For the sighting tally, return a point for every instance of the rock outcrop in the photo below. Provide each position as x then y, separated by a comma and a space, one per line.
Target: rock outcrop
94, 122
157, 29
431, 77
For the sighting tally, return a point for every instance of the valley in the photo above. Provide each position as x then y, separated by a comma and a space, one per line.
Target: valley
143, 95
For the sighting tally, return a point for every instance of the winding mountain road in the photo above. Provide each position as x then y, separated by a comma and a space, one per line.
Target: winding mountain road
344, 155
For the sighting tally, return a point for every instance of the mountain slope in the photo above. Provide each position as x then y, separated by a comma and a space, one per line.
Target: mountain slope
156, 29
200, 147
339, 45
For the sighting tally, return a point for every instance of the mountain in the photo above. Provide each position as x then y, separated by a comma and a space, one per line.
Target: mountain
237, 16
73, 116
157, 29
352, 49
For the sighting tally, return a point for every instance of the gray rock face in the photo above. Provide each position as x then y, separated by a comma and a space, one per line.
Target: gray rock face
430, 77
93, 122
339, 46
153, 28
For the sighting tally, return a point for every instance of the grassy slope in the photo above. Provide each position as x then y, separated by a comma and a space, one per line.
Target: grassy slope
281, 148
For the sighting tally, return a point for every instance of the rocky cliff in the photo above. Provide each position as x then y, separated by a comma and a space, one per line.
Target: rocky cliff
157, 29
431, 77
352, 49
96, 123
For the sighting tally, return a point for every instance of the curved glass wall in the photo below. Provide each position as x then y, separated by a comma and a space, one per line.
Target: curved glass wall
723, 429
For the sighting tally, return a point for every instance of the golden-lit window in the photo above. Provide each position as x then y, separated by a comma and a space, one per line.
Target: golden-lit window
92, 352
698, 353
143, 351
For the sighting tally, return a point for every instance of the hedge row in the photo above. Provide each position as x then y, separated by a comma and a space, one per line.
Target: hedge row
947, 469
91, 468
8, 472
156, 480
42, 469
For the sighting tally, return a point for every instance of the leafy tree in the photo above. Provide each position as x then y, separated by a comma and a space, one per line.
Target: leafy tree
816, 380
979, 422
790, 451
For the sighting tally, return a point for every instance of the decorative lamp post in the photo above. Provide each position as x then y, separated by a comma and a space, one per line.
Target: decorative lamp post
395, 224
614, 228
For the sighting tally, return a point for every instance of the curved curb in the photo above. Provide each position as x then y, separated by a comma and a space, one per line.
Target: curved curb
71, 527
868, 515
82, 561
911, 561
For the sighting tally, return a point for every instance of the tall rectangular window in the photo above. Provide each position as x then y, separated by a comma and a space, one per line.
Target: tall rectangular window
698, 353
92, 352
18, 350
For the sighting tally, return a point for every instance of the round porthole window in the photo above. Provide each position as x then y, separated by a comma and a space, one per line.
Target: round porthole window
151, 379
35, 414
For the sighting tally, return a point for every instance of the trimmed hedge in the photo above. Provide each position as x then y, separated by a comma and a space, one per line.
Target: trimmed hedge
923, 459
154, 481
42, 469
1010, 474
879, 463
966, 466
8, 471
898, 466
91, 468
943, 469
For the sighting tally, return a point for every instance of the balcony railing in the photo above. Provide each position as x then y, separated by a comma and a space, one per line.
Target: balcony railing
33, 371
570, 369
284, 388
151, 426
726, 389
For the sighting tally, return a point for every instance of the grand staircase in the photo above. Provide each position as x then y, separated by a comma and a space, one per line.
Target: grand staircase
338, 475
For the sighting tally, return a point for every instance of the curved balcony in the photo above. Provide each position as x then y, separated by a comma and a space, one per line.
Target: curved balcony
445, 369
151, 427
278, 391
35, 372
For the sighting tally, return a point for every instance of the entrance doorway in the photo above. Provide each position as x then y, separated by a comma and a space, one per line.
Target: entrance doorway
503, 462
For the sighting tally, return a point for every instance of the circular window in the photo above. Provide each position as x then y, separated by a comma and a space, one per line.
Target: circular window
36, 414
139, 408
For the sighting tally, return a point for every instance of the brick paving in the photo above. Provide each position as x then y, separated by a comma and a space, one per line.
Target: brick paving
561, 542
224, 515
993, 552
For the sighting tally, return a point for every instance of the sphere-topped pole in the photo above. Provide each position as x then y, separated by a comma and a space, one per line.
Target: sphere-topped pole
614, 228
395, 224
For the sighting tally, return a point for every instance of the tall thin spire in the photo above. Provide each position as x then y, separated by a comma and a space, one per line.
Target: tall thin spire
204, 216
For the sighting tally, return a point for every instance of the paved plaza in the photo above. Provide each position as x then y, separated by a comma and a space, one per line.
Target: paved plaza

## Work required
Please go through the data and copy each line containing the word "plaza".

## Answer
For the sighting tally, return a point for every instance of the paved plaza in the photo above. Provide each position as x then y, separated by a comma and a space, one per line.
Target: paved plaza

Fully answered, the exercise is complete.